# EXERCISE INSTRUCTIONS
Give the listing below again in full, exactly as written.

GIVEN INFORMATION START

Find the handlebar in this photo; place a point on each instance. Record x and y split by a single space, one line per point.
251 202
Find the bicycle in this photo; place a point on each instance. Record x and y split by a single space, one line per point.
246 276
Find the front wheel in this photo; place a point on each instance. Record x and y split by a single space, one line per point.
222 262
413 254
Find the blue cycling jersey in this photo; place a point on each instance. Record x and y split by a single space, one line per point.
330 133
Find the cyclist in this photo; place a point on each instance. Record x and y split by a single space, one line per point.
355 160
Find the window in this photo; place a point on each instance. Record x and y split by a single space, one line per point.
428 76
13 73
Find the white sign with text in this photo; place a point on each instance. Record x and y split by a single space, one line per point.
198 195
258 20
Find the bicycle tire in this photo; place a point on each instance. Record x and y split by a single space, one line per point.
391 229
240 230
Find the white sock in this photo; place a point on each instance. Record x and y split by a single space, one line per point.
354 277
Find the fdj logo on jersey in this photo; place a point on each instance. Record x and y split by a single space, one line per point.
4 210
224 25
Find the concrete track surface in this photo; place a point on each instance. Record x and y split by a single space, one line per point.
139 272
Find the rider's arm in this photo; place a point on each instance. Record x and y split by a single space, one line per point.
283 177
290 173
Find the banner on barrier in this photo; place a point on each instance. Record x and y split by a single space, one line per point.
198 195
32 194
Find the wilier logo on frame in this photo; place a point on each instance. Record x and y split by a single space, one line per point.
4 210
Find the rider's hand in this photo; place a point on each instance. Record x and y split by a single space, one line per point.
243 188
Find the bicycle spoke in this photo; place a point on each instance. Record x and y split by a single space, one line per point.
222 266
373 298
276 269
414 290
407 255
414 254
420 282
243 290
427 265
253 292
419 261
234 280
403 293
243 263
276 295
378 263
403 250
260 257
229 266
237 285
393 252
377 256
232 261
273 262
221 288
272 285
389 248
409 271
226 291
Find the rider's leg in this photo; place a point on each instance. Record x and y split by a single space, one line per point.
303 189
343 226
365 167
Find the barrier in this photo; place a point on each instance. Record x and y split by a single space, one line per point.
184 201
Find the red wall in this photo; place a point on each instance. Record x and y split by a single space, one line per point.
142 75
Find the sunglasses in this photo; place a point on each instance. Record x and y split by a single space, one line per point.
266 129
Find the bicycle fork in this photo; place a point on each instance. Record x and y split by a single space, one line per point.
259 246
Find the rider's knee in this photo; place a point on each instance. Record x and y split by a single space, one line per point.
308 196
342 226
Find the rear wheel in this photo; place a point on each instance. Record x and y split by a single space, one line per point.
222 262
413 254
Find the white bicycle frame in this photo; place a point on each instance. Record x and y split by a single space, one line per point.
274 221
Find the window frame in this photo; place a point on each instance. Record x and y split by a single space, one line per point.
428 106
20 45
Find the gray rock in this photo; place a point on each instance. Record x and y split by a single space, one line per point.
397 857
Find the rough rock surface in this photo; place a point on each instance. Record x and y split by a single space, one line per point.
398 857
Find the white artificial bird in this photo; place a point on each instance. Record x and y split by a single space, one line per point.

GIVEN INFORMATION END

# WRITTEN SOLUTION
Find the handlebar in this photo; place a point on each instance. Record x and y split by a single space, one line per point.
251 202
Find the bicycle in this photo; place a point on each instance. Record x and y split by a single space, one line per point.
246 276
Find the front wheel in this photo; place a point on each instance. Record x and y split by a single space, one line per point.
222 262
413 254
Find the blue cycling jersey in this photo; place a point on each instance. Record x and y split by a single space, one line per point.
330 133
Find the cyclist in this photo; place a point on each instance. Record x and y split by a single space, one line per point.
355 160
Find the window in this photo; place a point on each instance. Record x and y split by a single space, one line per point.
428 76
13 73
Find the white sign with text in this photo; place a point on each instance. Record x and y split by a single space, one line per point.
198 195
258 20
Find the bicycle tire in this photo; place a point on each instance. Record x and y split by a single space, one line per point.
391 229
240 230
Find the white sock in this photo; place a point on each instance. Record x and y split by a single space, one line per point.
354 277
Find the fdj logo on jersey in this photo; place a point on each instance. Record x and y split by a single space, one line per point.
4 210
224 25
Find the concrete track surface in this photo; place a point on each instance. Record x and y split by a single space, one line per point.
139 272
Find the rider's arm in this photo; place a point on each instance. Record x and y split by a single space, one line per point.
283 177
290 173
Find the banner on barrier in this photo; place a point on each instance. Record x and y split by a single space, one line per point.
198 195
32 194
Find the wilier logo on frame in this photo; place a point on each instance. Record x and y split by a single space, one line per point.
4 210
Find the rider's hand in this photo; place a point on each instance. Record x and y split by a single space, one line per point.
243 188
Find the bicycle spoke in this photo; place a point on each instance. Record x and y split by a single space, one line per point.
222 266
373 298
276 269
414 290
407 255
414 254
420 282
243 290
427 265
253 292
419 261
234 280
403 293
243 263
276 295
378 263
403 250
260 257
229 266
237 285
393 252
377 256
232 261
273 262
221 288
272 285
389 248
409 271
226 291
Find the rider's leg in this photo; place a point on each instance. Record x and y split by a single space, one line per point.
303 189
343 226
365 167
Find the barrier in this photo; place a point on each instance. Record x and y split by a single space, one line per point.
184 201
Find the red wall in this photo; place a point on each instance. Record x and y split by a single space, one line per point.
142 75
Find the sunglasses in this photo; place a point on each instance. Record x and y split by a single space, one line per point.
266 129
Find the bicycle fork in this photo; place a point on each instance. Record x and y split by a single space, one line per point.
259 246
Find the rider's knee in this photo; place a point on each instance. Record x and y split by a single space, one line per point.
308 196
342 226
Find the rear wheel in this photo; place a point on each instance. Record x and y split by a single space, one line per point.
222 262
413 254
Find the white bicycle frame in this photo; place a point on each instance. Record x and y split by a single space, one line per point.
274 221
Find the window frame in this photo; place a point on each instance. Record x and y split by a single space, one line per point.
428 106
20 45
Find the gray rock in this photo; place a point on each instance. Record x and y split by a single space, one line per point.
397 857
Find the rough rock surface in this photo; place a point on each instance. Record x and y split by a single space, one line per point.
398 857
Find the white artificial bird in this photo; place a point on each instance. Record x and y split by a single space, one line per point.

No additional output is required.